▸ RECORD EXCERPTS:
====
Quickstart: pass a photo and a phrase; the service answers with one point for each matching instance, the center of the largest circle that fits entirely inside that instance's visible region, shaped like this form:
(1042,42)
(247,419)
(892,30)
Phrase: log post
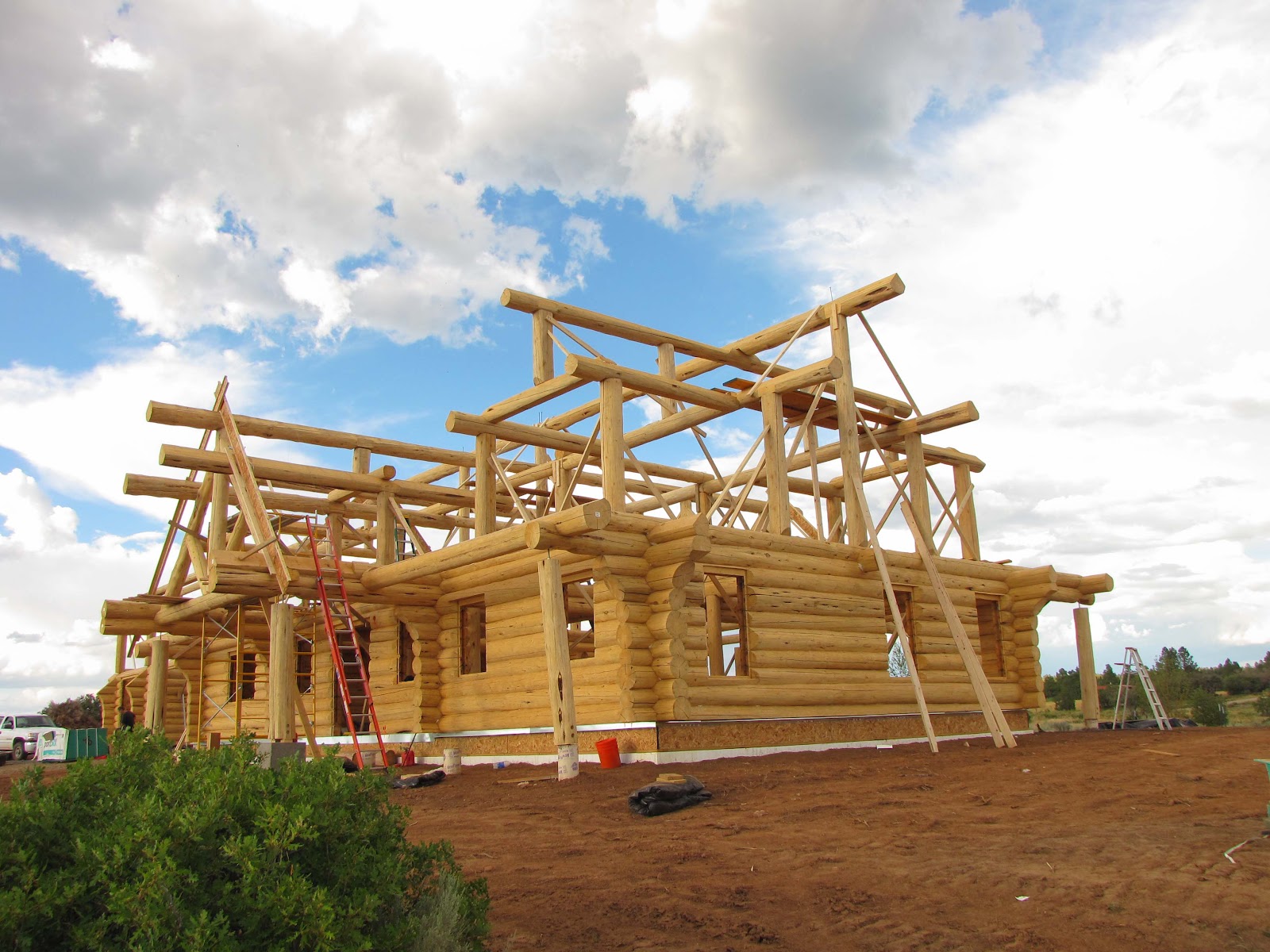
(385,530)
(714,632)
(963,489)
(486,484)
(918,489)
(465,475)
(774,463)
(849,437)
(544,370)
(666,367)
(556,635)
(1089,673)
(156,685)
(613,444)
(544,355)
(283,672)
(220,505)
====
▸ WHAT TO PRODUCE:
Please reproduce the data above word for word, leaving out the pictures.

▸ WRITTEN ANSWER:
Quickstart: pass a photo and a phrase; the service answers with one point for each matching instance, the center of the largest circle that fits entirely inside that instance's visible region, shaped like this form:
(1042,42)
(247,419)
(892,30)
Phrase: log post
(385,530)
(714,632)
(963,489)
(486,484)
(918,489)
(465,475)
(774,463)
(849,437)
(544,370)
(666,367)
(556,635)
(1089,673)
(156,685)
(613,444)
(544,355)
(283,672)
(220,505)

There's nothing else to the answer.